Print exactly, and only, the lines running from the line containing "the tiled roof?" through the end of the records below.
- - - - - - -
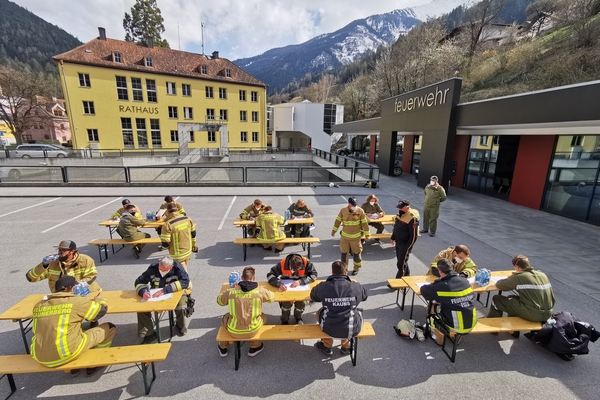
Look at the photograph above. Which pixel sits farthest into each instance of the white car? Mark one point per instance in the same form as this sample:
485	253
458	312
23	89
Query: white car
39	150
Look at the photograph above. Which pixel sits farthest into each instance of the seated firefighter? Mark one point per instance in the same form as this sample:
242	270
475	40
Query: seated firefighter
57	333
302	272
299	209
453	294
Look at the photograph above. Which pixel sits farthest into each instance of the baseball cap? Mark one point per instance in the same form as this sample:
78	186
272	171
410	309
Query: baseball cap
67	245
65	282
403	203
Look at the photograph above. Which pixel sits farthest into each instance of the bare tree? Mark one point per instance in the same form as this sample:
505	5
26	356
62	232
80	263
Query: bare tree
19	108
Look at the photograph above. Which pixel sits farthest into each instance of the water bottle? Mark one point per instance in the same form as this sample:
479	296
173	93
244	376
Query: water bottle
234	278
82	289
50	258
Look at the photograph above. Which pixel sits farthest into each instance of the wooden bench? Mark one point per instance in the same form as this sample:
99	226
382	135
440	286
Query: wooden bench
103	244
142	356
299	240
512	325
398	285
291	332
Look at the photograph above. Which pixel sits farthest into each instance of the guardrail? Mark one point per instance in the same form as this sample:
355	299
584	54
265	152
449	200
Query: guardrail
188	175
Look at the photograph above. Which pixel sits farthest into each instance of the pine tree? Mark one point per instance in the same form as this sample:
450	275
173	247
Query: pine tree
144	22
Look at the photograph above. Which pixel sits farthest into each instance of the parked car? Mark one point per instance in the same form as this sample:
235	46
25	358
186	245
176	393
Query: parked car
40	150
15	173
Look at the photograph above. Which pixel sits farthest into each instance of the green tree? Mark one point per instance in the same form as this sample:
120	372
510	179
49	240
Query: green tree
145	21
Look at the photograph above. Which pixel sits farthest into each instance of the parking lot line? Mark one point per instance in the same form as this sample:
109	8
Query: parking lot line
81	215
26	208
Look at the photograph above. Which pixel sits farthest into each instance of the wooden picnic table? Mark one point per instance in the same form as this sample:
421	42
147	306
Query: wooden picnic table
118	301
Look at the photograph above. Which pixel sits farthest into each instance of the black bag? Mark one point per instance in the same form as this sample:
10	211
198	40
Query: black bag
189	310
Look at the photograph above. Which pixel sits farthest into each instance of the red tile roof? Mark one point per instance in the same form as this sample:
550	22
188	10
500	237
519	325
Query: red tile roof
165	61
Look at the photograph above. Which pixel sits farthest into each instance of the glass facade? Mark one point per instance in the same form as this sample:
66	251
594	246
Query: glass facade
573	186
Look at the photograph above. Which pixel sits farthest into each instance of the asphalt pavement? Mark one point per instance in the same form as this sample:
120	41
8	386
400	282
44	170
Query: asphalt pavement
34	220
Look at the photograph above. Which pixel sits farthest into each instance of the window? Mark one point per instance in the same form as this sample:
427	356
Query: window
84	80
576	141
127	130
140	126
136	89
93	135
171	88
155	133
88	108
122	88
151	90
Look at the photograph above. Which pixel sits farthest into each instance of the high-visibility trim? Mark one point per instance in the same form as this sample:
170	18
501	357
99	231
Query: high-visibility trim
534	287
455	294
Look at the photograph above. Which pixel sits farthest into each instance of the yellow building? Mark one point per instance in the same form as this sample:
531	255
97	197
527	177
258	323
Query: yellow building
121	95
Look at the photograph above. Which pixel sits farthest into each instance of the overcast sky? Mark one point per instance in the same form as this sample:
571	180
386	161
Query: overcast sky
236	28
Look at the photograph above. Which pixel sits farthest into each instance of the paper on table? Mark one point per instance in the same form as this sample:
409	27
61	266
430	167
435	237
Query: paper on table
287	283
165	296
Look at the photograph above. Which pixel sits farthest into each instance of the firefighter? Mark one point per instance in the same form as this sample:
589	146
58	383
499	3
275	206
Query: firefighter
302	272
355	226
178	234
57	333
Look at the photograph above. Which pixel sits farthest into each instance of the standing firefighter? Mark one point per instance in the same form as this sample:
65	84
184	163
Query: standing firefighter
354	221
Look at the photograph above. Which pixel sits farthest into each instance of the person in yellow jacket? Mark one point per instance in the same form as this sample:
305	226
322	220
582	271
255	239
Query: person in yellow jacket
57	334
245	317
70	262
121	210
355	226
269	224
460	258
178	234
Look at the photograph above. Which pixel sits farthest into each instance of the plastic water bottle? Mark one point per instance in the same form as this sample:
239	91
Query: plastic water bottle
50	258
82	289
234	278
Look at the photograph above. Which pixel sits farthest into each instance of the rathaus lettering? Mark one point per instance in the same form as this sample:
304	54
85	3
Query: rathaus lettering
139	110
426	100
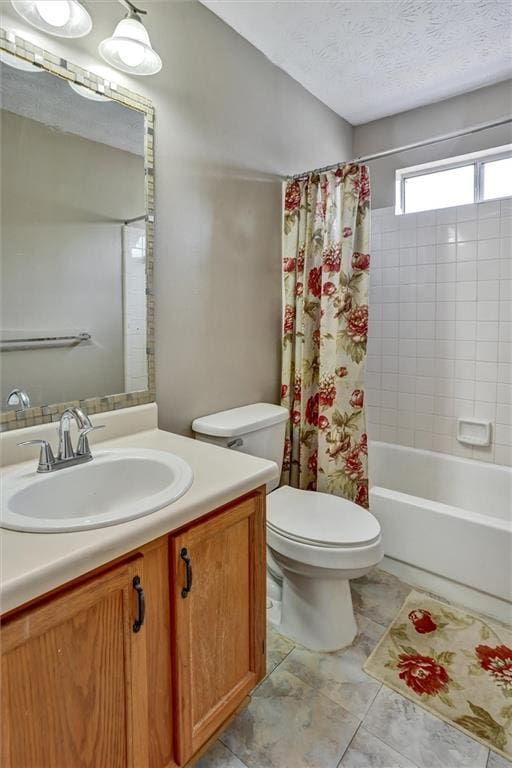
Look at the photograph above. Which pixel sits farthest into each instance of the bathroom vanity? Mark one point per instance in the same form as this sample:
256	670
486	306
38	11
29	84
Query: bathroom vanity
143	656
130	640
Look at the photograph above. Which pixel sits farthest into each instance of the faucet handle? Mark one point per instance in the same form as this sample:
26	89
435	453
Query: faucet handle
82	448
46	457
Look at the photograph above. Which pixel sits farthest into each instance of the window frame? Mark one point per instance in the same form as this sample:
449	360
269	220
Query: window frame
476	159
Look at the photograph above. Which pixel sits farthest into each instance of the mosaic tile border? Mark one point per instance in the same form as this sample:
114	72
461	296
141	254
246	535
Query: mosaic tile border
17	46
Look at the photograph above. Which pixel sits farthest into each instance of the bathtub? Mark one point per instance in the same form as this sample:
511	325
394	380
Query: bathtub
447	518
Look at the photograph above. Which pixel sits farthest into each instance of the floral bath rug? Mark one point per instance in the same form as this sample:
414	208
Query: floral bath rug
452	663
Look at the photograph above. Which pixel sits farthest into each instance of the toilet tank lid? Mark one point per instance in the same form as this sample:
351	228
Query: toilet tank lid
240	421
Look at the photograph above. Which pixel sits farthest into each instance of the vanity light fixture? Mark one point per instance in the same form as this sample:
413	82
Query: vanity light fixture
129	49
63	18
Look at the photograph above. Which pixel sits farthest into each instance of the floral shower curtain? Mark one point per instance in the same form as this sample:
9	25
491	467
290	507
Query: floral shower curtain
326	260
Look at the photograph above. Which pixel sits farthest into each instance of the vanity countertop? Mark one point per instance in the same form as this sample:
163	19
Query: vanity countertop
35	563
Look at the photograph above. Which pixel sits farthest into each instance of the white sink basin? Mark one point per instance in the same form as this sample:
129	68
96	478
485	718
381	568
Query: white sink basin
114	487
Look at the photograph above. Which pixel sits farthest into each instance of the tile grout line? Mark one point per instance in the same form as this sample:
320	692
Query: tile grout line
233	753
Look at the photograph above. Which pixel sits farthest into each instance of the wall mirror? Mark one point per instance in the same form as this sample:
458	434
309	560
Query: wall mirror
76	239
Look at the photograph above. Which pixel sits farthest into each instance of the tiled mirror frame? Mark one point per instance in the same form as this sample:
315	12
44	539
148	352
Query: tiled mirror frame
55	65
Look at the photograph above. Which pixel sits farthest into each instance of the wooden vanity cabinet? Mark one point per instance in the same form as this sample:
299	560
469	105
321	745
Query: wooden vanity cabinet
219	619
81	689
74	684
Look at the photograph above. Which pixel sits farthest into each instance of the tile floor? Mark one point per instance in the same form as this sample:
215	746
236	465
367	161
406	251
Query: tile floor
320	710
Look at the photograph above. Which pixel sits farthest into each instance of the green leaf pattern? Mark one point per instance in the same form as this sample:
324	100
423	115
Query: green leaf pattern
326	255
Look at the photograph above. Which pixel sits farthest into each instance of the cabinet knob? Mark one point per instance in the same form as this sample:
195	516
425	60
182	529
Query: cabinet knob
141	603
188	564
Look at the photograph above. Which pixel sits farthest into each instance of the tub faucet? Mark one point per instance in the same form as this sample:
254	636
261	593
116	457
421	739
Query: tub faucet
66	456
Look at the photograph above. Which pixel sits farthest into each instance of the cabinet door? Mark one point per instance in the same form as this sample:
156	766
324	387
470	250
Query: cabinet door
74	678
220	624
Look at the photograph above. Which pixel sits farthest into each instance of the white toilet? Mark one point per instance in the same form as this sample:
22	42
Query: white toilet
316	541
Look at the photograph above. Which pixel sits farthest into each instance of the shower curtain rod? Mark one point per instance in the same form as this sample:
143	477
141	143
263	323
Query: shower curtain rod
406	147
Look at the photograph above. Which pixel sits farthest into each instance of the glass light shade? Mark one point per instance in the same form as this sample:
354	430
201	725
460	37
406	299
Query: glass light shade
14	61
63	18
129	49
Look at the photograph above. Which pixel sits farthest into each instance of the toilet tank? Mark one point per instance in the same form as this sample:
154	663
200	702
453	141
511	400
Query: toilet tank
256	429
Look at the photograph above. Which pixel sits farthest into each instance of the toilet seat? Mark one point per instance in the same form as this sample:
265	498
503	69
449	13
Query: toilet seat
320	519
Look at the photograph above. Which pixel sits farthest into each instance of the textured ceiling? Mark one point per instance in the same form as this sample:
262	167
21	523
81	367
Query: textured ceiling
372	58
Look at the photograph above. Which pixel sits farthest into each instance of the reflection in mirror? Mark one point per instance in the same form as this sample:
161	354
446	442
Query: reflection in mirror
73	242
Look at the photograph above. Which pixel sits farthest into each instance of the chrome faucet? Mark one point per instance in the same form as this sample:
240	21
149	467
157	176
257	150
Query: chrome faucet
66	456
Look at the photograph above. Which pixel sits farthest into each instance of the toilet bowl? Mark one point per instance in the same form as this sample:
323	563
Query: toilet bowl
320	542
316	542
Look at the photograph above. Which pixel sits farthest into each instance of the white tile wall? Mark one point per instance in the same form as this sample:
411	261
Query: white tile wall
440	333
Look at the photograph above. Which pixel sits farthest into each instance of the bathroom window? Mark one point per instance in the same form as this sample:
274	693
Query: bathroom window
457	181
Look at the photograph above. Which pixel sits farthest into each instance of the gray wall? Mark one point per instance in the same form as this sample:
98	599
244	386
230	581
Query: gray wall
481	106
228	124
62	201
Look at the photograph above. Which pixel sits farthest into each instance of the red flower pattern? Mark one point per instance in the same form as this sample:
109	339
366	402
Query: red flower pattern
357	398
327	391
315	281
312	410
289	319
422	621
329	289
331	259
360	261
342	322
323	422
423	674
353	466
497	661
357	323
297	389
292	196
295	417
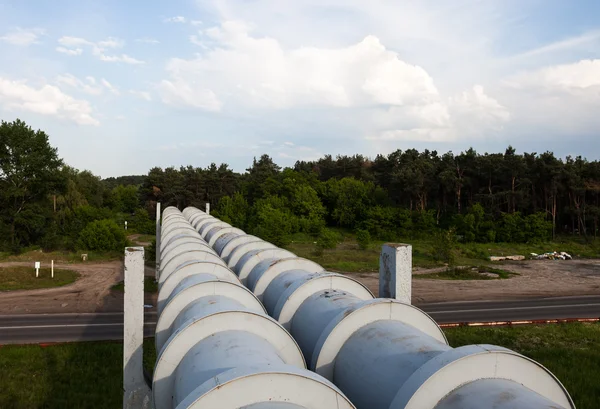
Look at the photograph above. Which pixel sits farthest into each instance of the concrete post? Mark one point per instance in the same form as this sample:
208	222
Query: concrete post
395	272
157	248
136	393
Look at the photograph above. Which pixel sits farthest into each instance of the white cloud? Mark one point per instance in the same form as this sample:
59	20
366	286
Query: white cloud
87	86
110	87
147	40
72	46
69	51
176	19
259	72
73	41
387	97
141	94
23	37
120	58
46	100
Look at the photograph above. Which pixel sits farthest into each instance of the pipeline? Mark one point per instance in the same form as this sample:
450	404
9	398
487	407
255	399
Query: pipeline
216	346
381	353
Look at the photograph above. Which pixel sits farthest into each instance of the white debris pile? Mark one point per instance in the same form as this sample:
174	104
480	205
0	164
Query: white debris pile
554	255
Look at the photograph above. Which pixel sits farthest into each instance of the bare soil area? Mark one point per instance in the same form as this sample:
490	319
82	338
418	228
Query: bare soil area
90	293
537	278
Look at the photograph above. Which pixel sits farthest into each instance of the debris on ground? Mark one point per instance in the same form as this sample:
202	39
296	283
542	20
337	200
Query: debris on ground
502	258
553	255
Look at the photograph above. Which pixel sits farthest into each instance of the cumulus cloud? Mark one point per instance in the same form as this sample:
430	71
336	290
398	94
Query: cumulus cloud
45	100
88	86
176	19
395	99
73	46
69	51
141	94
268	76
147	40
23	37
114	90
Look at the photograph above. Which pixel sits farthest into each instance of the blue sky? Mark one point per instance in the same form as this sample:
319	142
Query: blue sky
124	86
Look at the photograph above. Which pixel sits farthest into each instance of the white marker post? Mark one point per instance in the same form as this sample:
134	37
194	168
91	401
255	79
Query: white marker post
157	247
136	394
395	272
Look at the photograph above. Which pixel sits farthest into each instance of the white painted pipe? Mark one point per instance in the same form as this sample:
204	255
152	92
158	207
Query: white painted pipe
385	354
217	347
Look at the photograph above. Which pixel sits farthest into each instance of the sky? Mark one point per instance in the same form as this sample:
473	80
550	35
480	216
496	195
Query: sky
123	86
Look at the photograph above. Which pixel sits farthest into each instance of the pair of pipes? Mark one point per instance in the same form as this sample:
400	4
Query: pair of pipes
380	353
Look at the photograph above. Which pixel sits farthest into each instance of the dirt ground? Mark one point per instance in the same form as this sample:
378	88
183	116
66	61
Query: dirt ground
537	278
90	293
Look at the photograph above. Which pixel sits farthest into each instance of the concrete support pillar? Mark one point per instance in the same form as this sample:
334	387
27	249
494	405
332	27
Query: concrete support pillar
136	393
157	247
395	272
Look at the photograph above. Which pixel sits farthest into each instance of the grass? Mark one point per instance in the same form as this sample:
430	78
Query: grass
570	351
348	257
468	273
89	375
77	375
23	278
64	257
144	238
150	285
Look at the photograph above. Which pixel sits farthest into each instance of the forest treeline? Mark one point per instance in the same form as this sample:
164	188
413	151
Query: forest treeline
499	197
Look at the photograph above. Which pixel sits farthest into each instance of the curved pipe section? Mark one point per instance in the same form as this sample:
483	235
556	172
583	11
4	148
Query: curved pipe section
216	345
384	354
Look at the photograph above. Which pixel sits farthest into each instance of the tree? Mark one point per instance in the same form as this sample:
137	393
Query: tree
29	173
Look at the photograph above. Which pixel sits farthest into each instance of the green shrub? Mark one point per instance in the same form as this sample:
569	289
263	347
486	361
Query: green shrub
328	239
102	235
363	238
443	246
142	223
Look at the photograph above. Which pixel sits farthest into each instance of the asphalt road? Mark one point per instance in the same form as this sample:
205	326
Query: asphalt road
42	328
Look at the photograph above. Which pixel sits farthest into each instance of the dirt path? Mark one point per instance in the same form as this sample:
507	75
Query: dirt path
90	293
538	278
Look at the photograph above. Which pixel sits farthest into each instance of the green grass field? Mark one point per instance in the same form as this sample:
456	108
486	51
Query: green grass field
23	278
569	351
89	375
348	257
64	257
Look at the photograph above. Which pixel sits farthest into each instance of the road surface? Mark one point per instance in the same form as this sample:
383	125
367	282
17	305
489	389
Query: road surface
42	328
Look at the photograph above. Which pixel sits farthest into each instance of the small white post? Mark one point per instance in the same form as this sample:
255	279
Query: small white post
395	272
157	239
136	392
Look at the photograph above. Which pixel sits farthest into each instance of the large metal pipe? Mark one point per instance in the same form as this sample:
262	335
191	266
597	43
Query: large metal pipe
216	346
384	354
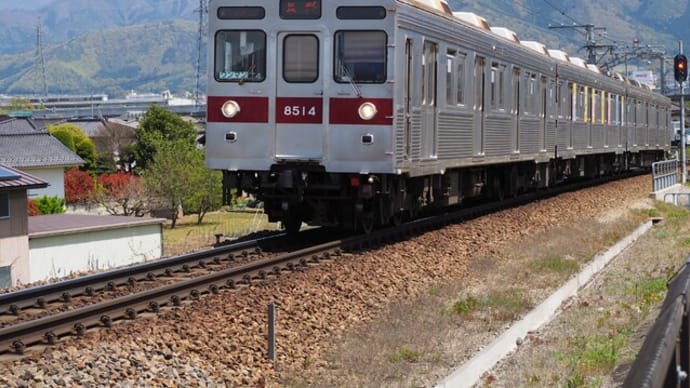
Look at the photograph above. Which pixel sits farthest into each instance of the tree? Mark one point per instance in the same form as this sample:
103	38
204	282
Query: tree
121	194
208	193
160	126
114	144
79	187
19	103
76	140
173	175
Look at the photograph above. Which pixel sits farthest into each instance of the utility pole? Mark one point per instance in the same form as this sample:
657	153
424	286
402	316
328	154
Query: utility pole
202	10
591	46
41	63
680	70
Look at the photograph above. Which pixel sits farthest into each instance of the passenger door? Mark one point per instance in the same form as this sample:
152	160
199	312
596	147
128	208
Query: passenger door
299	114
429	96
479	95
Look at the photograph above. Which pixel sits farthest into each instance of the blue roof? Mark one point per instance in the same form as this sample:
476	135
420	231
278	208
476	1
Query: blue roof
13	179
22	145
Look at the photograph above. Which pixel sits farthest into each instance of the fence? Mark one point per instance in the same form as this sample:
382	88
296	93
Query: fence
663	360
664	174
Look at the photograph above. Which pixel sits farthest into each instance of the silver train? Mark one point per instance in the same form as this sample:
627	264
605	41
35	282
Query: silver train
361	113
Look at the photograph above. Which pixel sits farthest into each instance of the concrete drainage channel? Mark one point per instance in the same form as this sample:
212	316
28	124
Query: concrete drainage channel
470	372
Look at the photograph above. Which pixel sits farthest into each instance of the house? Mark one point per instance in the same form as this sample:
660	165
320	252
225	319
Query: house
26	146
109	136
14	225
44	248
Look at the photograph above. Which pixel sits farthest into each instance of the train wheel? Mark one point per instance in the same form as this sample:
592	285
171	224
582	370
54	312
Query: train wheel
366	222
292	223
396	219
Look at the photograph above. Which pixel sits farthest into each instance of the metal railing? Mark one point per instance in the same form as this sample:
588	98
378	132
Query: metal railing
664	174
663	360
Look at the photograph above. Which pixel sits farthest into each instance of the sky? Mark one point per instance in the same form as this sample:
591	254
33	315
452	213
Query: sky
23	4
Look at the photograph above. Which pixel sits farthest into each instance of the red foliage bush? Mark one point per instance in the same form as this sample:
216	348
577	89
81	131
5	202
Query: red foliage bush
79	186
119	184
31	208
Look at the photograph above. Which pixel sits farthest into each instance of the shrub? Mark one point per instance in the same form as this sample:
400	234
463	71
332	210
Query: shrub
50	205
79	186
31	208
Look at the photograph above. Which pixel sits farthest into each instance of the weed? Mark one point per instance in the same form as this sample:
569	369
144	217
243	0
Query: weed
307	362
464	307
648	291
556	264
506	305
650	212
503	305
405	354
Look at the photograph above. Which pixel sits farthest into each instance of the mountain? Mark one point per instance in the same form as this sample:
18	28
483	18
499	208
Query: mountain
147	57
61	20
94	46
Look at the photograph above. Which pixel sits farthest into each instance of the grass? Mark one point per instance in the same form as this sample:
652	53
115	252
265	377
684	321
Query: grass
189	236
405	354
502	305
648	292
556	264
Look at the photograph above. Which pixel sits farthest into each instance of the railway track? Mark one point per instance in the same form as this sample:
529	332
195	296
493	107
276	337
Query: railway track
16	338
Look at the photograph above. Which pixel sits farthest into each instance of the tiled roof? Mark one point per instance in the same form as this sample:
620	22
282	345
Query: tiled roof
56	224
23	146
90	127
11	178
14	126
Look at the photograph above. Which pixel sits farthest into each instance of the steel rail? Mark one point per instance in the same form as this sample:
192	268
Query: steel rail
13	302
75	322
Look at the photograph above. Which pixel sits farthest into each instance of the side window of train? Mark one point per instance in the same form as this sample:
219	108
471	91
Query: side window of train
455	78
497	91
531	106
301	58
360	56
240	56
- - - - - - -
Exercise result ->
Look at the photograph above. Which pixel sits farthest into each instance of the tiled roof? Mark one point per instance in the same form as this sample:
620	22
282	345
Query: tiled roof
56	224
23	146
90	127
11	178
14	126
Look at the photograph above. Which pixel sits farthest into each instance of the steel rail? Mark one point per instance in the same form as this sample:
192	268
Query: steel rail
13	302
75	322
Look at the photograph above. Which pixel sits farthest into each instance of the side window of train? Mark one point per instance in the same form as this sample:
219	108
471	91
Query: side window of train
455	78
497	91
531	106
301	58
360	56
240	56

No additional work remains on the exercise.